• [What you are asked to do]:
Repeat every entry, word for word, leaving no line out.

··· Data excerpts ···

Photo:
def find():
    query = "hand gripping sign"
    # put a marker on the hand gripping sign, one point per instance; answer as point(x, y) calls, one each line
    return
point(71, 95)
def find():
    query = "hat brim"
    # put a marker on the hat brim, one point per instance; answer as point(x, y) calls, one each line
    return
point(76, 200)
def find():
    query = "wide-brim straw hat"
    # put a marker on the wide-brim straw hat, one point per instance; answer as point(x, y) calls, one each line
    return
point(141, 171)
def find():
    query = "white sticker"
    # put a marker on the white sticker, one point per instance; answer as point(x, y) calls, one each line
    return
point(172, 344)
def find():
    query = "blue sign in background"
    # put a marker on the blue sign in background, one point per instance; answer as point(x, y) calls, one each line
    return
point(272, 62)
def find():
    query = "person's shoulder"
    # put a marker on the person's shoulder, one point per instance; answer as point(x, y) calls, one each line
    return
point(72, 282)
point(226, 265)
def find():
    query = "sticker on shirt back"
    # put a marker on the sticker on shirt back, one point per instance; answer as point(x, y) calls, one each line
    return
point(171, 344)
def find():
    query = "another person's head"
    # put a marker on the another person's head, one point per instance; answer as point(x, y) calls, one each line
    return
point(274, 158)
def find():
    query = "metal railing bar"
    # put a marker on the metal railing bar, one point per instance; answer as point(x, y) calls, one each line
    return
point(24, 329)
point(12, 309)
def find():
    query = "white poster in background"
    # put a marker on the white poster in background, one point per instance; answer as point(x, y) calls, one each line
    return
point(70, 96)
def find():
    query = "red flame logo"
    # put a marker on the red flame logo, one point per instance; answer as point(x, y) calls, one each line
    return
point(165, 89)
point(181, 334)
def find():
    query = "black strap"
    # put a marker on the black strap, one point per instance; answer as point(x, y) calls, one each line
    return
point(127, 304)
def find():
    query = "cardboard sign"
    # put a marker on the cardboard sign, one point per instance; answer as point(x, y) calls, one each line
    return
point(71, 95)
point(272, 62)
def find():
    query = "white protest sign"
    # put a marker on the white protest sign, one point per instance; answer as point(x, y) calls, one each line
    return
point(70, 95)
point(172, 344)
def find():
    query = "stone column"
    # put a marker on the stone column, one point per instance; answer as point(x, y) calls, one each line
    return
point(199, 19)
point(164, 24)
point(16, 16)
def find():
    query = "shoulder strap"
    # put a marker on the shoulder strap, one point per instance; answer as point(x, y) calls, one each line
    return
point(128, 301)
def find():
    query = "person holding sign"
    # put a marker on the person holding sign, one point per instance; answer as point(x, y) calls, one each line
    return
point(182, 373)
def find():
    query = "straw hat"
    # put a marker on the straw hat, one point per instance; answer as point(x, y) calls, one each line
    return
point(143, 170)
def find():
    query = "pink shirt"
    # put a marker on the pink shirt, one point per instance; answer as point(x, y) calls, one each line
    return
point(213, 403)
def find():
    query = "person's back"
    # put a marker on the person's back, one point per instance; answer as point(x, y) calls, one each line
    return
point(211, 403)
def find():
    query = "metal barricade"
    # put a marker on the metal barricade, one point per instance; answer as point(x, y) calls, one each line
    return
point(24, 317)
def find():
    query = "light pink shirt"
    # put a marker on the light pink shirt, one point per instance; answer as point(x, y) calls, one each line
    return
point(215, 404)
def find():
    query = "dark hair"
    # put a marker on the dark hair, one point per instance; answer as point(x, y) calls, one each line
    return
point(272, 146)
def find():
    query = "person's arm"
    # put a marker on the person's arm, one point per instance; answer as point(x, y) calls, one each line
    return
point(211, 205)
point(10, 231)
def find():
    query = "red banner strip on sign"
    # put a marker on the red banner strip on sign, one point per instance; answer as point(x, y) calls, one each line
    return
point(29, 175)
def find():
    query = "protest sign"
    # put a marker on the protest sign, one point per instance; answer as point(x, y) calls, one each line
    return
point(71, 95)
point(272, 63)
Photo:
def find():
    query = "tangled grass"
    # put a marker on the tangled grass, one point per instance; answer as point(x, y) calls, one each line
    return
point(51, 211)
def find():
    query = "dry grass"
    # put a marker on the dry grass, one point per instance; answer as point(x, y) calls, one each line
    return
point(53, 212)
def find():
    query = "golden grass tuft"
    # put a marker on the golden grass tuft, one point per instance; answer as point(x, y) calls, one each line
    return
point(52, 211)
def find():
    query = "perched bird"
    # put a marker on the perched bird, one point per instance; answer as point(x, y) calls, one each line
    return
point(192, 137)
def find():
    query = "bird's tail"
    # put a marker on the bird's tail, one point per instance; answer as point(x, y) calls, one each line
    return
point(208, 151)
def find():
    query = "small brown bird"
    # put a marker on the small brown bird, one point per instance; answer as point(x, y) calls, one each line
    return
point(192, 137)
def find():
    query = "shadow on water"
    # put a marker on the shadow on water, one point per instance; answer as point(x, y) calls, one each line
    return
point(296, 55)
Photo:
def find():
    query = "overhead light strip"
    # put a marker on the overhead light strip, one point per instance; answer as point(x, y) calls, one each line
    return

···

• [Reply to the exercise]:
Photo:
def find():
    query = "hand gripping sign"
    # put a marker on the hand gripping sign, one point per instance; answer as point(x, y) calls, one each line
    return
point(71, 95)
def find():
    query = "hat brim"
    # put a marker on the hat brim, one point per instance; answer as point(x, y) calls, one each line
    return
point(76, 200)
def find():
    query = "wide-brim straw hat"
    # put a marker on the wide-brim straw hat, one point per instance; answer as point(x, y) calls, one each line
    return
point(141, 171)
def find():
    query = "white sticker"
    # put a marker on the white sticker, one point per instance; answer as point(x, y) calls, one each line
    return
point(172, 344)
def find():
    query = "blue sign in background"
    # put a marker on the blue sign in background, one point per instance; answer as point(x, y) calls, one each line
    return
point(272, 62)
def find():
    query = "person's shoulder"
    # put a marker on the person's shoulder, one point per instance; answer as point(x, y) calls, one each line
    return
point(72, 282)
point(226, 265)
def find():
    query = "sticker on shirt back"
    # put a marker on the sticker on shirt back, one point per instance; answer as point(x, y) calls, one each line
    return
point(171, 344)
def find():
    query = "another person's head"
    # put a marker on the another person's head, one point per instance; answer as point(x, y) calls, one each line
    return
point(274, 158)
def find():
    query = "metal railing bar"
    # put a marker on the metal railing bar, one point per instance; answer as point(x, y) calls, one each line
    return
point(24, 329)
point(12, 309)
def find():
    query = "white poster in background"
    # put a marker on the white poster in background, one point per instance; answer as point(x, y) calls, one each line
    return
point(70, 96)
def find():
    query = "red flame logo"
    # put a marker on the red flame logo, one point per instance; answer as point(x, y) calls, one each line
    return
point(165, 89)
point(181, 334)
def find():
    query = "black strap"
    # put a marker on the black strap, one point per instance; answer as point(x, y) calls, one each line
    return
point(127, 304)
def find():
    query = "cardboard sign"
    # put a marker on the cardboard sign, one point per instance; answer as point(x, y) calls, one each line
    return
point(71, 95)
point(272, 62)
def find():
    query = "white protest sign"
    # put a marker on the white protest sign, one point per instance; answer as point(x, y) calls, one each line
    return
point(70, 95)
point(172, 344)
def find():
    query = "stone column"
    # put a marker on the stone column, one point per instance; answer as point(x, y) calls, one each line
    return
point(199, 19)
point(164, 24)
point(16, 16)
def find():
    query = "shoulder strap"
    # put a marker on the shoulder strap, one point per instance; answer as point(x, y) calls, one each line
    return
point(128, 301)
def find():
    query = "person holding sign"
    # put a marker on the person holding sign, one point per instance; answer as point(x, y) calls, one each line
    return
point(182, 373)
def find():
    query = "straw hat"
    # put a marker on the straw hat, one point per instance; answer as point(x, y) calls, one each line
    return
point(143, 170)
def find():
    query = "pink shirt"
    # put a marker on the pink shirt, one point per instance; answer as point(x, y) calls, one each line
    return
point(213, 403)
def find():
    query = "person's back"
    # put a marker on the person's back, one point per instance; answer as point(x, y) calls, one each line
    return
point(211, 403)
def find():
    query = "metal barricade"
    # put a marker on the metal barricade, one point per instance; answer as point(x, y) calls, one each line
    return
point(24, 317)
def find():
    query = "light pink shirt"
    # put a marker on the light pink shirt, one point per instance; answer as point(x, y) calls, one each line
    return
point(215, 404)
def find():
    query = "dark hair"
    # put a marker on the dark hair, one point per instance; answer as point(x, y) calls, one each line
    return
point(272, 146)
def find():
    query = "person's arm"
    # put a marker on the person's arm, one point per instance; answer as point(x, y) calls, one each line
    return
point(211, 205)
point(10, 231)
def find():
    query = "red banner strip on sign"
    # put a marker on the red banner strip on sign, one point per instance; answer as point(x, y) calls, one each line
    return
point(29, 175)
def find():
    query = "protest sign"
    # put a marker on the protest sign, one point per instance; answer as point(x, y) calls, one each line
    return
point(71, 95)
point(272, 63)
Photo:
def find():
    query = "tangled grass"
    # put a marker on the tangled grass, one point per instance; answer as point(x, y) calls, one each line
    return
point(51, 211)
def find():
    query = "dry grass"
    # put a marker on the dry grass, one point per instance; answer as point(x, y) calls, one each line
    return
point(53, 212)
def find():
    query = "golden grass tuft"
    # put a marker on the golden grass tuft, one point per instance; answer as point(x, y) calls, one each line
    return
point(52, 211)
def find():
    query = "perched bird"
    # put a marker on the perched bird, one point per instance; answer as point(x, y) calls, one each line
    return
point(192, 137)
def find():
    query = "bird's tail"
    # put a marker on the bird's tail, one point per instance; answer as point(x, y) calls, one each line
    return
point(208, 151)
def find():
    query = "small brown bird"
    # put a marker on the small brown bird, one point per instance; answer as point(x, y) calls, one each line
    return
point(192, 137)
def find():
    query = "shadow on water"
    # put a marker on the shadow on water, one point per instance; answer as point(x, y) calls, one each line
    return
point(296, 55)
Photo:
def find():
    query = "overhead light strip"
    # put a marker on the overhead light strip, one point per instance; answer as point(x, y) calls, one each line
    return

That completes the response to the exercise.